● **INSTRUCTIONS FOR THE TASK**
Gather every line of the entries below that contains the word "follow".

● **DATA TO PROCESS**
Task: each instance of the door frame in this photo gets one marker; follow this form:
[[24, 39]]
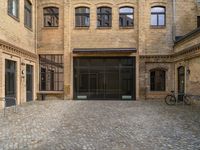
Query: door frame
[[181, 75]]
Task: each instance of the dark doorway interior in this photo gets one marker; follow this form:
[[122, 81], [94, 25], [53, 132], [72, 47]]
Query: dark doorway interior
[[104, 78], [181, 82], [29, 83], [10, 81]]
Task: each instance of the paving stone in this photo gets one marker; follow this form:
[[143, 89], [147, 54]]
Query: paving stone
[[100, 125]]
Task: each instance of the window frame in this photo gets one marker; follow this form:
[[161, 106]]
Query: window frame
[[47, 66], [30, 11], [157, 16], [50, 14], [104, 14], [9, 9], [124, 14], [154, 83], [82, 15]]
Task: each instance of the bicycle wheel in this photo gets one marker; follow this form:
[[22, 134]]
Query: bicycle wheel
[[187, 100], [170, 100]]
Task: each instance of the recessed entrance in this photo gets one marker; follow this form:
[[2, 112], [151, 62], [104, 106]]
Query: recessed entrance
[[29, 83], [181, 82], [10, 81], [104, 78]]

--

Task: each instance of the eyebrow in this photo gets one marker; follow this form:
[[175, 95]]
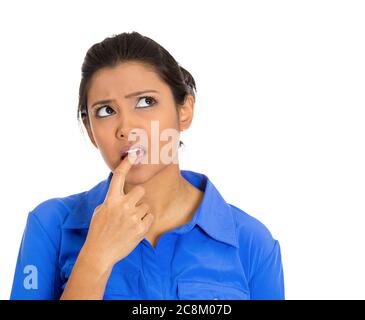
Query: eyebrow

● **ANSWER TO THIS TASK**
Task: each instance of the door frame in this photo gets one marker; follow this form:
Task: each instance of the dark doorway interior in this photo gets one marker; follow this form:
Task: each instance of the paving stone in this photo gets one marker; follow this form:
Task: each instance of the window frame in this photo gets one marker; follow this form:
Task: each instance of the bicycle wheel in this photo gets one marker; follow this form:
Task: each instance of the recessed entrance in this photo gets one marker; follow this form:
Task: each instance of the eyebrow in this photo gets one marker; follow this form:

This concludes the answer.